*À faire*.
[1] Dans le texte fourni sur les acheteurs de formation, combien de grands comptes Vincent Raymond supervise-t-il chez Demos ?
[2] Rédigez la suite du texte fourni sur les acheteurs de formation, à partir de sa dernière phrase.

*Texte fourni*.
^^^^

Dossier | publié le : 01.09.2006 | S. D.

Les acheteurs spécialisés se sont imposés dans les entreprises. Réduction du nombre de prestataires, mise en concurrence systématique, course aux rabais… Ils rentabilisent les dépenses de formation, parfois au détriment de la qualité.

Vincent Raymond n'est pas du genre à s'en laisser conter. Il n'empêche, ce responsable qui supervise environ 150 grands comptes chez Demos s'étonne des exigences de certains acheteurs qui négocient cours de langue et stages de bureautique comme ils le feraient pour de la papeterie. « Un jour, l'un d'eux a exigé 30 % de réduction. Il m'a enfermé dans son bureau pendant un bon quart d'heure sous prétexte de me laisser réfléchir. À son retour, comme j'ai refusé ses conditions, il a menacé de se plaindre à ma hiérarchie. Il a fallu que je hausse le ton pour qu'il me laisse partir. » Fini l'époque des responsables de formation qui rechignaient à parler gros sous.

^^^^

*Données affichées*.
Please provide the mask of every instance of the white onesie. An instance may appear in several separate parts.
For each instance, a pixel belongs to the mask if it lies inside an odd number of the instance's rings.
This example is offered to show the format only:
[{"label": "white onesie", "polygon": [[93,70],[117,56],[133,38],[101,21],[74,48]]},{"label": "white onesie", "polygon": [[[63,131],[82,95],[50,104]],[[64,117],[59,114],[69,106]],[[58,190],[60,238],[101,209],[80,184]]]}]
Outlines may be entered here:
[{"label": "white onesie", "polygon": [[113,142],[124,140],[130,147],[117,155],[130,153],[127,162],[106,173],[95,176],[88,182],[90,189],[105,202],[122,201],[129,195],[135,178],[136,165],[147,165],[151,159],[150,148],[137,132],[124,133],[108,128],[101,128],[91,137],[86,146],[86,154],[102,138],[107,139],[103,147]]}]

^^^^

*Réponses par consigne*.
[1] Environ 150 grands comptes.

[2]
Voici venu le temps des acheteurs qui n'éprouvent aucun scrupule à imposer leurs prix. Diminution drastique du nombre de prestataires référencés, mise en concurrence, enchères inversées… Ces cost killers appliquent à la formation les recettes qu'ils emploient ailleurs. Rigueur oblige, les employeurs qui, en 2003, ont consacré 9,2 milliards d'euros à la formation veulent en avoir pour leur argent, former plus de salariés en dépensant moins. Les entreprises de plus de 2 000 personnes, qui ont ramené leur taux de participation financière de 4,42 % en 1999 à 3,77 % en 2003, cherchent à rationaliser davantage les achats, qui constituent environ 25 % des dépenses de formation.

Au début des années 90, Philippe Joffre, consultant indépendant, ancien directeur de Foragora Accor Services, a été le premier à exercer le métier d'acheteur spécialisé à la Société générale, faisant rapidement des émules chez Renault, EDF, France Télécom ou à la SNCF. Rattachés le plus souvent à la direction centrale des achats, ces professionnels se concentrent sur la négociation commerciale, laissant aux responsables de formation le soin de définir l'ingénierie pédagogique. Chez Axa, où la fonction existe depuis 2002, David Pedrero achète de la formation, mais aussi de l'intérim, du recrutement, de la restauration… Cet ancien contrôleur de gestion, aujourd'hui responsable des achats RH et des moyens de gestion, intervient pour les achats supérieurs à 15 000 euros. « Les responsables de formation définissent leurs besoins, les effectifs à former, etc. Ensuite, je leur propose de rédiger ensemble un cahier des charges dans le cadre d'un appel d'offres lancé auprès de quatre à six prestataires. Notre soutien libère un temps précieux aux responsables de formation qui peuvent se concentrer sur les aspects pédagogiques. »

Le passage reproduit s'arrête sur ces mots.